**PROBLEM 1:**
Answer these questions from the article on William Bratton's appointment as police commissioner:
(a) How old is Bratton?
(b) Where did de Blasio announce his choice?
(c) How many officers are in the division devoted to terrorism investigations and prevention?
**PROBLEM 2:** From the article on William Bratton's appointment, list every organization it says Bratton has led as commissioner, chief, or chairman.
**PROBLEM 3:** Extend the article on William Bratton's appointment as New York police commissioner, picking up after its final sentence.

**DOCUMENT EXTRACT:**
New York City's next Police Commissioner William Bratton will take over a 34,000-officer department.

New York Mayor-elect Bill de Blasio chose William Bratton to be the city’s next police commissioner, returning him to the job he held for two years until he resigned in 1996 after a falling-out with former Mayor Rudolph Giuliani.

Bratton, 66, served as Boston police commissioner before arriving in New York in 1994 to lead the NYPD, and was chief of the Los Angeles police department from 2002 to 2009. Since then, he’s been a security consultant and was chairman of Kroll, a corporate-investigations firm, for two years until 2012. De Blasio made the announcement today at a news briefing in Brooklyn.

The new commissioner will take over a 34,000-officer department. He must continue to reduce crime while refining the stop-and-frisk street tactics that de Blasio campaigned against, saying they damaged police-community relations. He’ll also be responsible for a 1,000-officer division devoted to terrorism investigations and prevention that has been criticized for its surveillance of Muslims.

**DATA:**
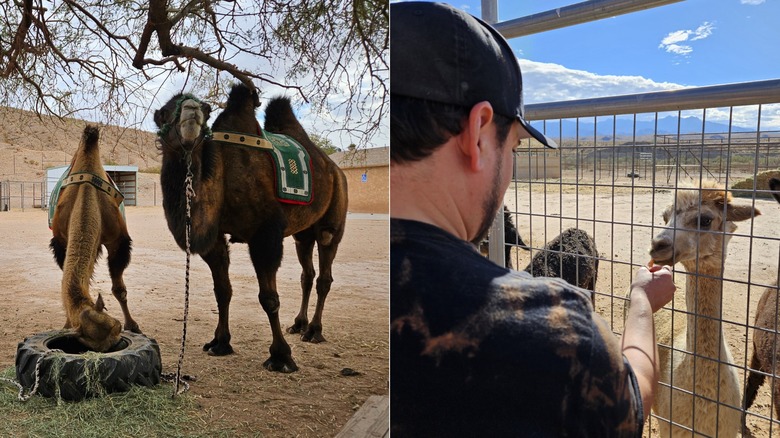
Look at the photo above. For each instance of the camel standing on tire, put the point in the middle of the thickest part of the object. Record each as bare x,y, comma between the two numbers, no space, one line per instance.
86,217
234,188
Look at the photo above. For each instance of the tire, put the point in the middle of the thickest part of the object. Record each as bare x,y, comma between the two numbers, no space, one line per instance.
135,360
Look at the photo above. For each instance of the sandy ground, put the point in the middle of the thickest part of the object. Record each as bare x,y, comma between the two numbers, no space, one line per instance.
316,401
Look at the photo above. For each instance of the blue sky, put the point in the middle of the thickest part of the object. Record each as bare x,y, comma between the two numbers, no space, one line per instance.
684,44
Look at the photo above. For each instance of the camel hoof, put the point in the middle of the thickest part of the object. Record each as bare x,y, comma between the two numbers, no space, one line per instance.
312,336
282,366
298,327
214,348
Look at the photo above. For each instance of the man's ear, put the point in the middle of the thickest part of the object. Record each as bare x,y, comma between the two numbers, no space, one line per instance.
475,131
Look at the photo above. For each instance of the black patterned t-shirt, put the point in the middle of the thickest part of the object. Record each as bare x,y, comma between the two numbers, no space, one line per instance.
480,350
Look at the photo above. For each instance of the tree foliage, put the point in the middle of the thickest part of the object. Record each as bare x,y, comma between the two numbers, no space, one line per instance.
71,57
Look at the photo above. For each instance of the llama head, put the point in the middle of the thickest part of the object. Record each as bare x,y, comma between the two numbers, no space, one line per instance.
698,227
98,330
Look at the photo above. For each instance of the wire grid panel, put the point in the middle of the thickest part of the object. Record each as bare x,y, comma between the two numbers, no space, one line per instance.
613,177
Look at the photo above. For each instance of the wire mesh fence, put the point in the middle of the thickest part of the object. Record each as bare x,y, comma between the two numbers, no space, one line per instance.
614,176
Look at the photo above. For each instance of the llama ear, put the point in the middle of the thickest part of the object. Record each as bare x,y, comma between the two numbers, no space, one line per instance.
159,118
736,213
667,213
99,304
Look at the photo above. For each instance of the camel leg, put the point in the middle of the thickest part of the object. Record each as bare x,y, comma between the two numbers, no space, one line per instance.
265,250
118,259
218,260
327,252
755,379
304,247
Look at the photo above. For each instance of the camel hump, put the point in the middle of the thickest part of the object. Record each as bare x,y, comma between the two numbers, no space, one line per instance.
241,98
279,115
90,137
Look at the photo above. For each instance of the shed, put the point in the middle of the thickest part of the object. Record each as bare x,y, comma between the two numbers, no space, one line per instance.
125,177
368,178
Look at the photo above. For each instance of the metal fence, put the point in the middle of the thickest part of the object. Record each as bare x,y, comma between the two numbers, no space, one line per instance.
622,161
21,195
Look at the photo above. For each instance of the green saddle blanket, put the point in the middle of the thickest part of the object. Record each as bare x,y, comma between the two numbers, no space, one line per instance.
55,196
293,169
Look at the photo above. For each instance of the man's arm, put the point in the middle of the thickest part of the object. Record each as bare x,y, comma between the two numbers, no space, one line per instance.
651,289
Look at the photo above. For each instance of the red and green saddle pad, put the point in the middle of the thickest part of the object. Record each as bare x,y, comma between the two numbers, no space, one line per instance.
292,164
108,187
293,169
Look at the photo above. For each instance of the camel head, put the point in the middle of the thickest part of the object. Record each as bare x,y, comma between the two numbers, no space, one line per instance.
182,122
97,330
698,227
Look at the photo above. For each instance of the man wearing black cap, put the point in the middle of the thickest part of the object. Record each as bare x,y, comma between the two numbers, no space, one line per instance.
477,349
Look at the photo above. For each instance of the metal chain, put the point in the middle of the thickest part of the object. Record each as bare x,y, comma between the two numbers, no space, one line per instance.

**TASK RESULT 1:**
(a) 66
(b) At a news briefing in Brooklyn
(c) 1,000

**TASK RESULT 2:**
- Boston police
- NYPD
- Los Angeles police department
- Kroll

**TASK RESULT 3:**
“This is a strong appointment of a proven police leader with a national reputation for reducing crime and earning community respect,” said Jeremy Travis, president of John Jay College of Criminal Justice in Manhattan and a member of de Blasio’s transition committee. “Bill Bratton wrestled with the same problems as ours in Los Angeles. He dealt with a court-ordered federal monitor. He created a counterterrorism task force. His appointment will resonate very positively with the rank and file.”

Time Cover

Almost 20 years to the day after he accepted Giuliani’s appointment as commissioner, Bratton promised to “get it right” by delivering safe streets, subways and traffic, and collaborating with federal and state agencies to prevent acts of terrorism.

“It must be done fairly, respectfully, compassionately; it must be done consistently,” Bratton said.

Bratton came to the announcement at a community center in Red Hook with a children’s book titled “Your Police,” which he has kept with him since he first borrowed it at age 9 from a Boston library branch. He said it encompasses his long-held views on law enforcement.

‘Your Police’

“I checked out this book so often that I don’t think anybody else ever saw it,” Bratton said. “I loved the title, ‘Your Police.’ In this city, I want every New Yorker to talk about their police, my police, with respect and with confidence that they’re going to be respected in turn.”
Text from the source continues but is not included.